● **Task objective**: The reply must reproduce each line below exactly.

-------- Supplied records --------

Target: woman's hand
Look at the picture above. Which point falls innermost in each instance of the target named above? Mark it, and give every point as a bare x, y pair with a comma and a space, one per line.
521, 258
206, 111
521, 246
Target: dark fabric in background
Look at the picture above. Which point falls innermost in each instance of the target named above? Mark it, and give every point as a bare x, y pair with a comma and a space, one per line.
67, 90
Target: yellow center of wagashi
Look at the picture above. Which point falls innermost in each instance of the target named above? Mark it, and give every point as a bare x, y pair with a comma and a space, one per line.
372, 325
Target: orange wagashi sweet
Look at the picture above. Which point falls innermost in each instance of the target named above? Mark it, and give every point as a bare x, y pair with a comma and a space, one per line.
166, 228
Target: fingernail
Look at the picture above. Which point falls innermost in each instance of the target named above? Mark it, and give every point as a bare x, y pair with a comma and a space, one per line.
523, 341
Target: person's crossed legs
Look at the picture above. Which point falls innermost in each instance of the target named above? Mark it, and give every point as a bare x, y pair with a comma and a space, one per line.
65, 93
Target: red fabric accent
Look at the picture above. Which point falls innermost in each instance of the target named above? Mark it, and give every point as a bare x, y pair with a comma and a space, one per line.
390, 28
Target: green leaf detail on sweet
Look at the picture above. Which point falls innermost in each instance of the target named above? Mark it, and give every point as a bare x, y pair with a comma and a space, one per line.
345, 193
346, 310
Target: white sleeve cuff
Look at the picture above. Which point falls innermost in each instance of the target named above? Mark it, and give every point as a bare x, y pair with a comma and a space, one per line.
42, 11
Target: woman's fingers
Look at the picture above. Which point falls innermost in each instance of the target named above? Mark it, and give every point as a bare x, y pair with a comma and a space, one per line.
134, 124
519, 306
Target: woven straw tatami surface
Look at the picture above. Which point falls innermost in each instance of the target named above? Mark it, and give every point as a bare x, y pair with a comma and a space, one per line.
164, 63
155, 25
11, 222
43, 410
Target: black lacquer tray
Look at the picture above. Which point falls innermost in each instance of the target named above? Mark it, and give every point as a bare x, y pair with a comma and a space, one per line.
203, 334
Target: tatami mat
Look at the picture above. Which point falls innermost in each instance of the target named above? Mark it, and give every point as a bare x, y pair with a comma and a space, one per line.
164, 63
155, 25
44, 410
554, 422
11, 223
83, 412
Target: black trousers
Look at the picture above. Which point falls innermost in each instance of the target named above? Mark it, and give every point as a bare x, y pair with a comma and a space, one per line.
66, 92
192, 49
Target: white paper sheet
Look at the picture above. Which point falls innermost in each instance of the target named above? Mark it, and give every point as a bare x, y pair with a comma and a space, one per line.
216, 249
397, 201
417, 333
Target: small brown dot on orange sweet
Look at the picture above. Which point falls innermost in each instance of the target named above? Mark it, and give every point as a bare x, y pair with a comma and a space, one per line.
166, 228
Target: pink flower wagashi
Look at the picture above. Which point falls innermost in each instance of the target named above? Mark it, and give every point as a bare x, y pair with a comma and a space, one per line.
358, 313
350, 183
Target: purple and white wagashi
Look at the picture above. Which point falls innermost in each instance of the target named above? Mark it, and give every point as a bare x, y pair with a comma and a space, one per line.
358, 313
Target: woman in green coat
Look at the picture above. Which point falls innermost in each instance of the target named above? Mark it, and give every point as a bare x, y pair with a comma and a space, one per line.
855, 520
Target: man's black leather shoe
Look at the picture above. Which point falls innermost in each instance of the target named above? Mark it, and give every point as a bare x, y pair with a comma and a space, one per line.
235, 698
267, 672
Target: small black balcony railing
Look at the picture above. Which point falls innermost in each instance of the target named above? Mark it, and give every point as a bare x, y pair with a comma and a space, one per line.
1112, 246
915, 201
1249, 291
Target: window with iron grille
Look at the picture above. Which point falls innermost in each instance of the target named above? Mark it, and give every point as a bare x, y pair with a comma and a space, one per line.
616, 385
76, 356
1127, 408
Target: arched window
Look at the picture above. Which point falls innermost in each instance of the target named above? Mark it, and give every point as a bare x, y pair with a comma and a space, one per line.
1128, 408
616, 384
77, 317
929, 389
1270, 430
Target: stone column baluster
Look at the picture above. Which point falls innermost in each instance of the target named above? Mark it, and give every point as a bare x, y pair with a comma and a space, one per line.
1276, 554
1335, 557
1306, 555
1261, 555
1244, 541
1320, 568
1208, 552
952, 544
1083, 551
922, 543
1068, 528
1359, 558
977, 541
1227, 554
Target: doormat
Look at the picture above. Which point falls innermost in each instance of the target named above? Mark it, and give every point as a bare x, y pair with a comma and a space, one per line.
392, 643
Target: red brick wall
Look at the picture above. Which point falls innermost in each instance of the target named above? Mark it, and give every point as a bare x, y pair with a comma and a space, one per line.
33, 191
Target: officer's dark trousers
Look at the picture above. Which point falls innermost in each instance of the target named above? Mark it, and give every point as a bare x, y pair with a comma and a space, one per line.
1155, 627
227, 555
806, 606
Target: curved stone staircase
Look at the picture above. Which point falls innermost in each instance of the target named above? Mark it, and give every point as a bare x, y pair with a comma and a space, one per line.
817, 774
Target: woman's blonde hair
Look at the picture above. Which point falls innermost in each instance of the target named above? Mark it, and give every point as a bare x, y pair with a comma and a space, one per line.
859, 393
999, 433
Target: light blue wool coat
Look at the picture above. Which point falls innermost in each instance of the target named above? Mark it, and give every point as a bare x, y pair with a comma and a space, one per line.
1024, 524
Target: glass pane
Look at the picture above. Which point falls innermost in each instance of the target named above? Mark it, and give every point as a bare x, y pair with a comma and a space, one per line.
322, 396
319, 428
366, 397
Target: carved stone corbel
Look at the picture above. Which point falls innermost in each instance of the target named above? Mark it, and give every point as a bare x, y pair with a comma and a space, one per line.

--------

● **Answer to the problem**:
Target: woman's hand
Look at the picture above. Which point falls innermost in each instance of the target named above? Mark it, and give every point as a bare x, y pair with a comma and a space, one per line.
521, 258
206, 111
521, 246
Target: dark fabric in background
Look at the picture above. Which point falls innermost in each instance of the target named above? Mark it, and give every point as a bare x, y pair with a comma and a space, one per line.
67, 90
Target: yellow center of wagashi
Look at the picture above. Which point falls innermost in each instance of the target named above? Mark it, and give every point as a bare x, y pair with a comma and a space, one per line.
372, 325
Target: orange wagashi sweet
Look at the picture above. Which point falls innermost in each instance of the target named above? Mark it, and give every point as a bare x, y pair with a comma and a space, one per line.
166, 228
Target: fingernail
Look at the picture above. Which point falls innermost in each instance of the target named above? Mark it, and give every point as a bare x, y pair with a comma and a space, one per line.
523, 341
Target: person's crossed legs
Look at the picture above. Which point falls innermost in each instance of the target named above? Mark it, and give every point as a bare x, y pair with a comma and a space, one per line.
65, 93
Target: red fabric accent
Look at the picture above. Which point falls innermost in each instance of the target named above? Mark it, and give every point as a bare x, y pair with a comma and a space, one per line.
390, 28
Target: green leaf detail on sweet
Look at the picture above. Which point falls innermost in each instance of the target named above? Mark it, and give every point as a bare x, y pair with a comma and a space, one per line.
345, 193
346, 310
Target: white sleeve cuff
Look at the picture above. Which point falls innermost in each instance of the target named above? Mark it, and give every point as a bare x, y pair with a comma and a space, one per line.
42, 11
Target: woman's fingers
Look at the picture above. Which point falls innermost in each instance of the target named above? Mark it, and give every point as a bare x, y pair with a comma and a space, one per line.
134, 124
519, 306
Target: woven straw tatami surface
Look at the picture above. Which point falls innermost in each instance of the target named above? Mark it, and give every point as a bare x, y pair with a comma and a space, one per line.
164, 63
155, 25
11, 222
43, 410
Target: black lacquer tray
Look at the picture above. Which point falls innermost in each instance of the target named above? Mark it, and give every point as a bare x, y pair with a comma and a space, one per line.
203, 334
Target: tatami mat
Look at the picture above. Which point falls innermost in each instance of the target named above? Mark it, and give every point as a bare x, y pair with a comma and a space, one per line.
164, 63
155, 25
44, 410
554, 422
11, 223
83, 412
Target: black trousers
Look at the picture above. Which point falls innermost in each instance of the target named above? Mark it, and give every point as a bare x, y pair with a comma and a space, one per line.
66, 92
192, 49
Target: white paper sheet
Look at the picture above. Which point falls innermost in each instance of the target named above? Mark it, and give every point as a bare x, y pair with a comma and a space, one per line.
216, 249
397, 201
417, 333
Target: small brown dot on orange sweet
Look at the picture above. Which point falls innermost in each instance of the target named above? Mark it, and give every point as a bare x, y pair with a comma and a space, one per line.
166, 228
Target: pink flower wagashi
Look at the picture above. Which point falls innermost in each instance of the target named above? Mark it, and give every point as a bare x, y pair with a comma and a space, one per line.
358, 313
350, 183
Target: purple and white wagashi
Look at the picture above. Which point falls innermost in each instance of the target named above? Mark it, and give every point as a bare x, y pair with a comma and a space, one per line.
358, 313
Target: woman in green coat
Look at the picture above. Which point falls innermost in each instance of the target named above? Mark it, and give every point as a bare x, y pair with a comma and a space, one per line.
855, 520
Target: man's black leather shoe
Look at the picture above. Which point falls innermost in each instance of the target named above? Mark it, and give every point as a bare x, y pair with a comma and a space, one per line.
235, 698
267, 672
Target: small black balcony railing
Look at the picture above. Which point falls innermost in each instance of the target named above? Mark it, and give every point as a bare x, y pair with a comma and a space, one per line.
1112, 246
915, 201
1249, 291
Target: window with iron grille
Look at the picture above. Which point falls innermost in each instance of the target named above? Mark it, and give every point as a bare x, y pair with a comma and a space, one per line.
616, 385
76, 356
1127, 408
Target: arched window
Look at the picture above. Which point falls innermost in each instance of the target named above? Mark it, and give every point as a bare x, y pair with a comma and a space, one per line.
1128, 408
616, 384
77, 317
929, 389
1270, 430
Target: stone column baluster
Look at the picture above. Which point falls innermost in each instance of the target named above? Mark it, and give every point as a bare x, y pair with a comma and a space, one per line.
1276, 554
1335, 557
1306, 555
1261, 555
1244, 541
1320, 568
1208, 552
952, 544
1083, 551
922, 543
1068, 528
1359, 558
977, 541
1227, 554
Target: doormat
Look at the picture above. Which point falls innermost in each instance of the target named above? Mark it, and give every point as a bare x, y pair with a comma and a space, one per line.
392, 643
Target: red brick wall
Look at the picture above. Which point falls innermost in each instance of the target named above? Mark it, and give every point as a bare x, y pair with a comma and a space, one per line.
33, 191
Target: officer's dark trousers
Look at the picture above. Which point falls innermost in each instance of the target named above? Mark it, and give every point as a bare x, y pair with a comma and a space, one per line.
1155, 627
227, 555
806, 606
Target: curved stone staircase
Look at the picture above. Which point falls innermost in each instance of the target named above? Mark it, and give every point as a bare x, y pair with a comma and a space, one per line.
817, 774
Target: woman's blonde hair
Look at the picture above. Which point falls innermost in each instance of the target named above? Mark it, and give every point as a bare x, y pair with a comma and a space, one per line.
859, 393
999, 433
Target: light blue wool coat
Look at the picture above. Which point falls innermost in each instance of the target named above? Mark it, and give every point as a bare x, y pair with a comma and a space, one per line.
1024, 524
Target: glass pane
Look at the picture above. Which point falls innermost in each instance of the target named above? Mark it, and give every point as a bare x, y pair with a comma and a space, one per line.
322, 396
319, 428
366, 397
Target: carved stone corbel
Look at the picture above. Which point falls innermost in each instance of the target named above? Mark it, and give every point as a bare x, y pair with a comma and a space, one per line.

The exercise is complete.